Do this
How many lines in the data below contain the word "brief"? Reply with the number alone.

Items from a data source
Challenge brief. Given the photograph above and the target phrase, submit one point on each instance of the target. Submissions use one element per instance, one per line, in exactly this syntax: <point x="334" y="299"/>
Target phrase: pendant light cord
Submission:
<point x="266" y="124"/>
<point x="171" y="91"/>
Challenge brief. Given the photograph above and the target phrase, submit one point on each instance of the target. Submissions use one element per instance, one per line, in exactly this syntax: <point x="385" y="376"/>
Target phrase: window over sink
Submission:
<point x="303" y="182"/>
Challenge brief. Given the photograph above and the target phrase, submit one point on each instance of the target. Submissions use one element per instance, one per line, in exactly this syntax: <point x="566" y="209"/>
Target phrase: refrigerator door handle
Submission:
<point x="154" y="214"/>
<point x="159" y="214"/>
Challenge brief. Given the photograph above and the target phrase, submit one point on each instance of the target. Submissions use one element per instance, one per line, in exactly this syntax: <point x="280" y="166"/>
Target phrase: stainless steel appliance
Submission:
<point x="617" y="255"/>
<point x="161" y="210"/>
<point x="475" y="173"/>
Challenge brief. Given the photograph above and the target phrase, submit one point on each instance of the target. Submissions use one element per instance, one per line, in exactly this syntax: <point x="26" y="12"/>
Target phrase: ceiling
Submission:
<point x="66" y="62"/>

Response below
5